### [Text segment]
-.-.-

When it comes to this DVD release of the film, I have to give Central Park Media a lot of credit. When you watch the movie, you can see how much effort was put into the remastered video and coloring. Also, the company went above and beyond when it comes to the special features included in the set. The only real gripe I have is in regards to the set up menu; after making a selection in this menu, the viewer is taken directly to the film instead of back to the main menu.
There are a total of nine items included as extras; the more minor extras include trailers for other Central Park Media releases, a promo for Big Apple Anime Fest and entires from a Project A-Ko fan art contest. The fan art contest extra is a bit of a waste here, since the exact same feature is also included as part of the DVD-ROM features.
There are 17 minutes worth of trailers and TV spots, which include trailers in Japanese, English and French; Japanese TV spots; and a Japanese synopsis reel for special events. The only real issue I had with the Japanese spots is the fact that subtitles are provided for the voice over being said, but not for any of the dialogue from the movie. This wasn't as bad for the TV spots, but the synopsis reel is a lengthier piece, and so not being able to understand the movie dialogue was a bit of a distraction.
A "Comic to Film" comparison includes five parts from the Project A-Ko manga, with the dialogue of the English dub being said over "animated" images from the English translation of the manga. "Music Videos" includes videos for two out of the three vocal songs that appear in the film.
There are also three documentaries included. The first is "Behind the Scenes from Japan," which is a half hour special about the making of the film; this includes footage from the production of the music in America, as well as interviews with the Japanese crew. The narration of the special was on the cheesy side; while other Japanese documentaries I have seen also have cheesy narration, this one seems to go over the top. Also, it was amusing when all of the production staff included in the documentary were asked which of the characters they would choose to be their lover. That's really not something you would see asked if it was an American documentary!

-.-.-

### [Dataset]
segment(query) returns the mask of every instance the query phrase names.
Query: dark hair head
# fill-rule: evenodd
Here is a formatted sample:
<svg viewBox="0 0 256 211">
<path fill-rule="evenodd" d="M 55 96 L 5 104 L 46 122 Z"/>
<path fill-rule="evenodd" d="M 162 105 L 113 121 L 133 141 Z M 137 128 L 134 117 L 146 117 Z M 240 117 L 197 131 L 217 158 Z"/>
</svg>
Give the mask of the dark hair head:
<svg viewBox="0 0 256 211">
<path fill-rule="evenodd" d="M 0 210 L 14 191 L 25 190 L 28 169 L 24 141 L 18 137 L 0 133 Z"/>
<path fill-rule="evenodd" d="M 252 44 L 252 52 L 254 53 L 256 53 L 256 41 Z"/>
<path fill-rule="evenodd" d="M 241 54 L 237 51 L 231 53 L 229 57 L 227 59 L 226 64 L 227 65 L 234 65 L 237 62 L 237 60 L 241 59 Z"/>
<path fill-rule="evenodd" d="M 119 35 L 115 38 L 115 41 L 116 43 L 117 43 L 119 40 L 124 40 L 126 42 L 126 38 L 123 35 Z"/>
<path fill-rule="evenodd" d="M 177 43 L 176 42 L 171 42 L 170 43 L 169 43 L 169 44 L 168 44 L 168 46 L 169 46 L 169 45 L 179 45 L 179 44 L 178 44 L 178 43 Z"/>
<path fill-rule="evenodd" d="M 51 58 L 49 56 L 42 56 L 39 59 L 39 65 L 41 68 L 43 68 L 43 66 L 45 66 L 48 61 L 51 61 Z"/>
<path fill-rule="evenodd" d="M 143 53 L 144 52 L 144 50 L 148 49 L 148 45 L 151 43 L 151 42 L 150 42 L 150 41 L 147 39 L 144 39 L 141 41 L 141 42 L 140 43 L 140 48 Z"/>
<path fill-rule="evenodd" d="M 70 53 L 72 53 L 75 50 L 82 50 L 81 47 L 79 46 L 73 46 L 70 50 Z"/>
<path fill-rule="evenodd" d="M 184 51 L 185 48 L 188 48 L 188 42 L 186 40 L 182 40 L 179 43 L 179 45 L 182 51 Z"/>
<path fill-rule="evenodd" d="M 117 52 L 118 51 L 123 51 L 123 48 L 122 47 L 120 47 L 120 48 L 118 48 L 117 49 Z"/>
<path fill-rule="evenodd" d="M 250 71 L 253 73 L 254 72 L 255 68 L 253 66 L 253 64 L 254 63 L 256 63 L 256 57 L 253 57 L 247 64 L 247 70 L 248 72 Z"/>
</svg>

-.-.-

### [Set tasks]
A. Repeat the stretch of the Project A-Ko DVD review from "When it comes to this" through "the DVD-ROM features.".
B. Pick up the Project A-Ko DVD review after its last sentence and write the part that comes next.

### [Responses by task]
A.
When it comes to this DVD release of the film, I have to give Central Park Media a lot of credit. When you watch the movie, you can see how much effort was put into the remastered video and coloring. Also, the company went above and beyond when it comes to the special features included in the set. The only real gripe I have is in regards to the set up menu; after making a selection in this menu, the viewer is taken directly to the film instead of back to the main menu.
There are a total of nine items included as extras; the more minor extras include trailers for other Central Park Media releases, a promo for Big Apple Anime Fest and entires from a Project A-Ko fan art contest. The fan art contest extra is a bit of a waste here, since the exact same feature is also included as part of the DVD-ROM features.

B.
There's a two-minute piece which shows and explains the process that was used to restore the film for this DVD release. There is also a four-minute interview with Yuji Moriyama.
The DVD-ROM portion of the release has seven options, one of which is the fan art entries already referenced earlier in this review. There's an Art Gallery with 29 pages of characters, backgrounds and promotional materials. Both volumes of the Project A-Ko manga are included, but in the viewer, it's nearly impossible to read due to its size. However, you can access the manga pages outside of the DVD-ROM interface to make it bigger, but the quality of the image is sacrificed.
A script for the English dub is included, but it is displayed over an image in the interface, which makes the script a little hard to read. "Vocal Cast" is a listing of the English and Japanese voices for each character in the film. "Credits" include the Japanese production credits and English production credits; unfortunately, this is laid over an image, just like the script. There is also a "Links" page with links to Central Park Media and some other entities.
And if that wasn't enough, the set is also packaged with a soundtrack CD. The CD includes all three of the songs with vocals, as well as the background music used in the film.
If you want to add Project A-Ko to your anime library, then this is the best release to get. However, since it is now out of print, you will need to look around at outlets that sell used DVDs in order to locate a copy.
I wrote this review after watching a copy of this DVD box set that my husband and I purchased.